• _ACTIONS TO TAKE_
1) Please extract from the drug safety testing article the passage starting with "In a building" and going on through "to the public.".
2) According to the drug safety testing article, what share of drug-related deaths across Europe occur in the UK?
3) Carry on writing the article about drug safety testing from its final sentence.

Segment Start: EXTRACT PROVIDED

Jeff Smith: Drug safety testing can save lives – it’s as simple as that

Young people are planning the sunnier months ahead at festivals and clubs across the country. We must not miss this opportunity to protect them from drug-related harm, say Jeff Smith MP and Professor Fiona Measham.

In a building just off Cabot Circus in central Bristol last week, a small group of scientists and healthcare professionals took an important step towards reducing drug-related deaths in the UK. The Loop, a pioneering non-profit drugs service, quietly rolled out the UK’s first city centre testing service open to the public.

The Multi Agency Safety Testing (MAST) service welcomed people from across the city to get their drugs forensically tested in a pop-up lab. The results were followed by a ‘brief intervention’ from a trained drugs worker, along with individually tailored advice on the risks and harms involved with consuming the substance.

Operating with the support of the local police, The Loop were able to inform local health services, alert regional early warning systems, and contact the public directly via social media, about the particularly harmful drugs identified by the lab. For those of us who have seen too many drug-related tragedies, last week’s pilot in Bristol could mark a watershed moment in the way we tackle drug-related harm in the UK.

In the months ahead, UK nightlife will go into overdrive. Pubs will spill out onto the streets, clubs will stay open late into the night, and festivals will pop up in fields and parks around the country.  Thousands of people will go out and enjoy live music while relaxing and unwinding with friends.

We know from years of research that drugs are never far away from our clubs and festivals. About a third of UK festival goers report taking illegal drugs at festivals and a fifth of regular clubbers took Class A drugs last year. There is no safe level of drug consumption. Drug use, including drinking alcohol and smoking tobacco, has serious health risks and we shouldn’t shy away from them. Our job, as politicians and academics in this area, is to figure out how best to keep people safe in environments where we know drugs are being taken.

Sadly, the trend line is going the wrong way, fast. Recreational use of so-called ‘club drugs’, primarily ecstasy and cocaine, has remained fairly constant across the last two decades yet drug-related deaths are at their highest levels ever recorded.  Ecstasy deaths have increased six-fold since 2010 and hospital admissions linked to cocaine have nearly doubled in the last five years. 

The UK has become the drug-related death capital of Europe, accounting for a third of deaths across the continent. The drugs coming onto the illicit market are more potent and more toxic than ever before. Mixed with anything from boric acid to paracetamol and plaster of Paris, we are seeing high strength drugs, mis-sold new psychoactive substances and potentially life-threatening adulterants being sold to young people on streets, in clubs and at festivals around the country.

Segment End: EXTRACT PROVIDED
Segment Start: MATERIAL SHOWN

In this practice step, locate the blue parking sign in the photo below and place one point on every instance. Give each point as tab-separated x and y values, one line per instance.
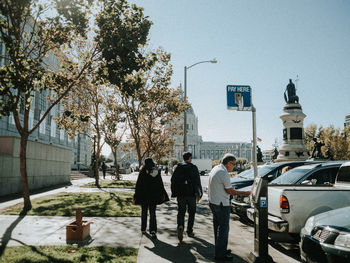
239	97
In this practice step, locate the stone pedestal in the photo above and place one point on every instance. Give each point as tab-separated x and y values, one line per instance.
293	147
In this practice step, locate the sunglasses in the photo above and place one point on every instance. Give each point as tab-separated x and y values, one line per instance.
233	163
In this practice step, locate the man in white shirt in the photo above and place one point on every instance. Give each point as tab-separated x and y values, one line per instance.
219	191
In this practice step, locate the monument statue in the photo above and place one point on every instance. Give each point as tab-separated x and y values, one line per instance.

Segment End: MATERIAL SHOWN

• _PER-TASK ANSWERS_
1)
In a building just off Cabot Circus in central Bristol last week, a small group of scientists and healthcare professionals took an important step towards reducing drug-related deaths in the UK. The Loop, a pioneering non-profit drugs service, quietly rolled out the UK’s first city centre testing service open to the public.

2) A third.

3)
It is for precisely those reasons that the work The Loop will do in festivals and city venues this summer is so vital. Keeping people safe demands more than zero tolerance rhetoric around drugs, it requires proactive cooperation between local authorities, police forces, promoters and partygoers to identify and remove the most harmful drugs from circulation. 

When drug testing was rolled out at Boomtown festival last year, the Loop tested 1,132 samples over three days, almost one every minute that they were there. Social media alerts were sent to festival goers about particularly strong types of pills, as well as a worrying trend of N-ethyl pentylone – a stimulant that can keep users awake for up to 36 hours, leaving them anxious, paranoid and sick – masquerading as MDMA.

As in Bristol over the weekend, approximately 4,000 people who visited The Loop’s tent also received a ‘brief intervention’ from a healthcare professional. Almost one in five people who visited The Loop asked them to dispose of the substance afterwards, and nearly half ended up taking smaller amounts.

An independent report by medical service providers at Boomtown last year estimated that there was a 25 per cent reduction in drug-related medical incidents on site which they believed was predominantly due to the introduction of MAST. They argued that The Loop’s programme encouraged people to seek prompt medical help when they found out the nature of the substances they had taken, as well as alerting festival goers and paramedics about dangerous substances in circulation. Put simply, if the Loop wasn’t there, those 4,000 people and their many friends on site would have taken drugs without any way of knowing what was in them, with potentially life-threatening implications.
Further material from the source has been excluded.